(Entries from a point annotation set)

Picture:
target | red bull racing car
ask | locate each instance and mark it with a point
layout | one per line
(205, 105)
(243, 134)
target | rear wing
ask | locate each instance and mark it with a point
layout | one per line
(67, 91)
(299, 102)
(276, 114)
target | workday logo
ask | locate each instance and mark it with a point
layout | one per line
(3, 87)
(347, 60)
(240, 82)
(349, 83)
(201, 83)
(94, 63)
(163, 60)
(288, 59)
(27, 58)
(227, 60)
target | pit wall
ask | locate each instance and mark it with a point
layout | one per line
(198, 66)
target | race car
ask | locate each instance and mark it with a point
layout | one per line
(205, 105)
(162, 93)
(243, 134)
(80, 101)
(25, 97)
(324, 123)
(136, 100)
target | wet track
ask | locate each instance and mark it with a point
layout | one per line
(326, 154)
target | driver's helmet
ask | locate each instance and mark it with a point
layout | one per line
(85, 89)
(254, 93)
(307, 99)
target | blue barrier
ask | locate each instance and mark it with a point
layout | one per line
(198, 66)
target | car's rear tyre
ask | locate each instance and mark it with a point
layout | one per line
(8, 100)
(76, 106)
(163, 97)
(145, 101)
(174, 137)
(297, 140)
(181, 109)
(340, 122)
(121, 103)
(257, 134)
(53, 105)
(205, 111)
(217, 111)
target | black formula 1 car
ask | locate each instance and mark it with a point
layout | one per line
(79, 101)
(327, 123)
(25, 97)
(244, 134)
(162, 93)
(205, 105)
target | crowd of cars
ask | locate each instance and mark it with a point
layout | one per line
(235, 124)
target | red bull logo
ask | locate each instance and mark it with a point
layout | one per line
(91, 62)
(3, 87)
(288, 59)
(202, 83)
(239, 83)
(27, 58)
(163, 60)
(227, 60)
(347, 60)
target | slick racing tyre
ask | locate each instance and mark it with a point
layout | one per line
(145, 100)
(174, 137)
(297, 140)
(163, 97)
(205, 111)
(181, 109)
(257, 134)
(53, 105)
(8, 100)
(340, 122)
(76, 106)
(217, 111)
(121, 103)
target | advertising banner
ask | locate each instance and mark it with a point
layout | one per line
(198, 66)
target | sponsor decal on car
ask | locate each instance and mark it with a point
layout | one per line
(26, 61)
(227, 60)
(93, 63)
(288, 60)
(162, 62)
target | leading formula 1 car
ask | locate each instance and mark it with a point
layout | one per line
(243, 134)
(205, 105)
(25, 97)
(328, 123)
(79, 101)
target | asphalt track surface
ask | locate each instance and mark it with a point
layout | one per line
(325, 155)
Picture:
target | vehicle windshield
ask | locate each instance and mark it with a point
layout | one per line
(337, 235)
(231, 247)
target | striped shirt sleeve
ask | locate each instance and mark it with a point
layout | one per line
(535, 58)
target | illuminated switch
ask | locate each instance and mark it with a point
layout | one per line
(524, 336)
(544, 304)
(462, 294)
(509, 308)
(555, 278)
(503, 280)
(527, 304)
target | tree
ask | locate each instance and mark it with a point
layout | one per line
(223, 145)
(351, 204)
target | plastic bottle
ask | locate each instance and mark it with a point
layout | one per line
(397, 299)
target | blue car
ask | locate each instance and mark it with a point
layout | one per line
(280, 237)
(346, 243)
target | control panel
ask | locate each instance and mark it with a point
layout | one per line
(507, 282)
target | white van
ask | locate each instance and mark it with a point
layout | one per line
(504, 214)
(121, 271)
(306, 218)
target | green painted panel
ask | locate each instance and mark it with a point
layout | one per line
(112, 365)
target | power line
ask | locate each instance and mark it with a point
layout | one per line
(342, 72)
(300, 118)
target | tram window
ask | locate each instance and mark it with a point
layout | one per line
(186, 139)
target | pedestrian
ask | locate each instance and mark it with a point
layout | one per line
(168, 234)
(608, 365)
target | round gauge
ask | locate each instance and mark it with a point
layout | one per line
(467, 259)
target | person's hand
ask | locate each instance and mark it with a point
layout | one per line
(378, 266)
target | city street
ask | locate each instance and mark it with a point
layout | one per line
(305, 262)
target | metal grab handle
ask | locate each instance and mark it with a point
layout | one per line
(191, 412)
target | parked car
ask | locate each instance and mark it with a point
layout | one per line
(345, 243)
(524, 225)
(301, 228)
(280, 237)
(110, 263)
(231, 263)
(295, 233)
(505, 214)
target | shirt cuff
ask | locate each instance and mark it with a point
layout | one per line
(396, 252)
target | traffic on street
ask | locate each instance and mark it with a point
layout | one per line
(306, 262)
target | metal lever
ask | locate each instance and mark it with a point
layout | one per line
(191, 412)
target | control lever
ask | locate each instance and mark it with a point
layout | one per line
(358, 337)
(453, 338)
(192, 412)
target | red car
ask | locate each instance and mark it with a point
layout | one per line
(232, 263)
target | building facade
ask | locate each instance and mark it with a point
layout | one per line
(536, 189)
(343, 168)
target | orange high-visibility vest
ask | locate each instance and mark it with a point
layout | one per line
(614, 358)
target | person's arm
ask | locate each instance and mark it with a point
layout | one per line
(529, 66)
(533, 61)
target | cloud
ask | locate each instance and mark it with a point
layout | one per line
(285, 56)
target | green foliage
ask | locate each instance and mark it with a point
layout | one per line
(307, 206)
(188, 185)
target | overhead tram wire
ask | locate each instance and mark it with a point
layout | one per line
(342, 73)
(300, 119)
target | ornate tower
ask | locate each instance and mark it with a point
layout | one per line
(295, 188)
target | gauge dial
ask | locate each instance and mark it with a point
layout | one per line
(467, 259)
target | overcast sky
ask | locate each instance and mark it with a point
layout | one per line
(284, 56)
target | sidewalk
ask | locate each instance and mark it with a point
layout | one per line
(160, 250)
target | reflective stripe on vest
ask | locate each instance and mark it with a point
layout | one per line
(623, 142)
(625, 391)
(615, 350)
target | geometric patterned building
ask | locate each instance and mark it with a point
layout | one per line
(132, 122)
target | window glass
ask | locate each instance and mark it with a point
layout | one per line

--

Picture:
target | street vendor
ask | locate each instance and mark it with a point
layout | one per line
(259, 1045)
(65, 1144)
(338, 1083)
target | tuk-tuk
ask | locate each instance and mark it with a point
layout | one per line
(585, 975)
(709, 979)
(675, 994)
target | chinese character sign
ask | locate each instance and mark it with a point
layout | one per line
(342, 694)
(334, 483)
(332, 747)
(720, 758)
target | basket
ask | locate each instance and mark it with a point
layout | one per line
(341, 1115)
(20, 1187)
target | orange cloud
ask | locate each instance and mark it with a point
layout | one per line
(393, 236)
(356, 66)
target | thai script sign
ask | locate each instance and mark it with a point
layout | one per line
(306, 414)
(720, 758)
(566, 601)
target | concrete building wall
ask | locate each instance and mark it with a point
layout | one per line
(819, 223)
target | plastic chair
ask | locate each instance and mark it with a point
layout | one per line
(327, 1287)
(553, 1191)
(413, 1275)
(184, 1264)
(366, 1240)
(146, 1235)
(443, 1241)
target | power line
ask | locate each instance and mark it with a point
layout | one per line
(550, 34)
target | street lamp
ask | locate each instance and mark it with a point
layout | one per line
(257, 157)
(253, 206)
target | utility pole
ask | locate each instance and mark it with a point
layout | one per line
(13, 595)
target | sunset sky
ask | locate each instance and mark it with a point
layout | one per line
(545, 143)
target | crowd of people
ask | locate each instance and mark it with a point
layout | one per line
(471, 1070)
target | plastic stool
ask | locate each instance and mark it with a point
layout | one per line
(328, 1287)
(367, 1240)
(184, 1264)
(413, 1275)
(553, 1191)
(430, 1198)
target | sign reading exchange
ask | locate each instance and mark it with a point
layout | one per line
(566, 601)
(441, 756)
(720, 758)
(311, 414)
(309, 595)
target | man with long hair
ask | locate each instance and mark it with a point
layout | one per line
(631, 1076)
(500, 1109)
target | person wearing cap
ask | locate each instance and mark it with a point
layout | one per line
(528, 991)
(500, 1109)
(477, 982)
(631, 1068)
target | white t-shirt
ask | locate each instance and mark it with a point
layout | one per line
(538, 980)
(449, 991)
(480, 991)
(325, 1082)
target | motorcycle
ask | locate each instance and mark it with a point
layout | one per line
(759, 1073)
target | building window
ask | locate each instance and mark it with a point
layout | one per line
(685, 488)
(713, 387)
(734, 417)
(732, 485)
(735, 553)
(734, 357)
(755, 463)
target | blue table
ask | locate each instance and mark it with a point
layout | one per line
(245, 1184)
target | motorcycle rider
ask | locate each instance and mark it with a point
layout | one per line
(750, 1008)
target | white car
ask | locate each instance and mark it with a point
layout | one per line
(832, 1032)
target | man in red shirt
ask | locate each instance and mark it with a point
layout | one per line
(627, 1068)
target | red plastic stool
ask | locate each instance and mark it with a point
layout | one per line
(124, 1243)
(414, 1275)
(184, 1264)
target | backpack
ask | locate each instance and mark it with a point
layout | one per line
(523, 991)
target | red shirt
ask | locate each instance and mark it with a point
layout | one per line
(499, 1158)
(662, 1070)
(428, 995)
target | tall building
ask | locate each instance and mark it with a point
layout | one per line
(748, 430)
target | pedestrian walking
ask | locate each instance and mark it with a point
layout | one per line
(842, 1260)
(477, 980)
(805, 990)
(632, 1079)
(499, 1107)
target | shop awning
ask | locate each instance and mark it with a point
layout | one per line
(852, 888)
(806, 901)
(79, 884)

---

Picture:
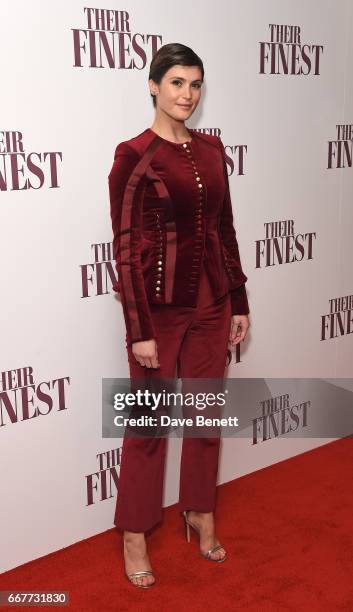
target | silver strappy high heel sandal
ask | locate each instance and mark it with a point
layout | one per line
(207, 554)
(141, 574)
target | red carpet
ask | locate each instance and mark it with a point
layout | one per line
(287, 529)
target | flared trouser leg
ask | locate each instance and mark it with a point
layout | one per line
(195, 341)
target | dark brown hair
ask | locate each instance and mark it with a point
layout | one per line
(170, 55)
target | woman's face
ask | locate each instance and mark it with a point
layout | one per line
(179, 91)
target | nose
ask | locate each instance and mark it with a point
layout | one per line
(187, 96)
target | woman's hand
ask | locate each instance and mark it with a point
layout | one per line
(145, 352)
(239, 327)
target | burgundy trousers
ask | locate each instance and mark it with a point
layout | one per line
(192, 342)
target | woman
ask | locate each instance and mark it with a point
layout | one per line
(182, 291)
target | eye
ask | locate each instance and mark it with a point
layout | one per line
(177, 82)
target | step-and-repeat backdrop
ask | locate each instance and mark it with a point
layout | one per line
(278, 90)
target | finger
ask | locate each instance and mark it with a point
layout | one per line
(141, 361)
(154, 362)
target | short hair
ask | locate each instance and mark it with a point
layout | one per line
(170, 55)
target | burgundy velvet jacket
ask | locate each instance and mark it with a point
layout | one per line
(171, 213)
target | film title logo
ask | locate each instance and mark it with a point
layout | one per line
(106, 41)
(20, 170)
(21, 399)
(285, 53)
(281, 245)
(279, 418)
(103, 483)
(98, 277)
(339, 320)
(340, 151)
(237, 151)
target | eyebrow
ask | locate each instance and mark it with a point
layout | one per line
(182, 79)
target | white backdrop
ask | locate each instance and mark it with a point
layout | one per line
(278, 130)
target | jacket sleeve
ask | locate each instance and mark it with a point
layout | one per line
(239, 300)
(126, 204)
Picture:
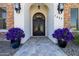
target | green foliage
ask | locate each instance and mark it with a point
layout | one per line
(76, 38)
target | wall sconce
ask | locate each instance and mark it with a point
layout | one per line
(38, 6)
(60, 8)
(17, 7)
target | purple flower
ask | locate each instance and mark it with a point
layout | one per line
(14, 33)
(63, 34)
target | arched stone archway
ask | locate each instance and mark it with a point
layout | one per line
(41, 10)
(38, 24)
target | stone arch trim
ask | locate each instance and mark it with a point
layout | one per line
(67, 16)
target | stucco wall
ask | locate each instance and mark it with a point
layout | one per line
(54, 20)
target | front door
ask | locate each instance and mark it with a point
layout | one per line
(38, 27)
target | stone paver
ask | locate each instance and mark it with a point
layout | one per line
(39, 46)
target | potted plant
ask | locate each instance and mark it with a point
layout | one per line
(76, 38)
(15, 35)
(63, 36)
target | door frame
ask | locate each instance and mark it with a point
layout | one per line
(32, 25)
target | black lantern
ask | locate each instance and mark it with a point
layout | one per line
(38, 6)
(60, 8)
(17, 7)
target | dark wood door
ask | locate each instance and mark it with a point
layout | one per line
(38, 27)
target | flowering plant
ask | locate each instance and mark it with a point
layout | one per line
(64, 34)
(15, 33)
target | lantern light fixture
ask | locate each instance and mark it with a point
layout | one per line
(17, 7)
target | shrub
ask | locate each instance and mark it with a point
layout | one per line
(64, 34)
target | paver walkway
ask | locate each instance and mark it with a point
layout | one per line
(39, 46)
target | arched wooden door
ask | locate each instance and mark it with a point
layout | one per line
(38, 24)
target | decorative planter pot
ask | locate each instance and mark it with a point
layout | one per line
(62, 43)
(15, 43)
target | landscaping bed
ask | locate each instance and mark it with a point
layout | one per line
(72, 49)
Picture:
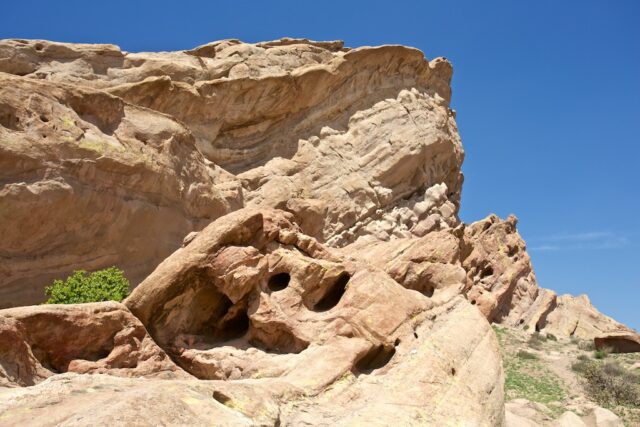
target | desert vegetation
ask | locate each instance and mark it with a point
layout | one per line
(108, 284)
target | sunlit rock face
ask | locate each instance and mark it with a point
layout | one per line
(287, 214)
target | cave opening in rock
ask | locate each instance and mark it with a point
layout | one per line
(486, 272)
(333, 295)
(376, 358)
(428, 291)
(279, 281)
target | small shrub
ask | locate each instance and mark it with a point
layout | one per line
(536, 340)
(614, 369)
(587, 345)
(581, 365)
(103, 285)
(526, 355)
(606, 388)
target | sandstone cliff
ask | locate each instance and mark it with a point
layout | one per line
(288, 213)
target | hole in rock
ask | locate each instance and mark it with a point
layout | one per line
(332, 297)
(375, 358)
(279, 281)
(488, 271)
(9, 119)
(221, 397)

**Task goal:** Count the lines in the items above that contain the word "logo", and give only that number.

**Solution for this problem:** 3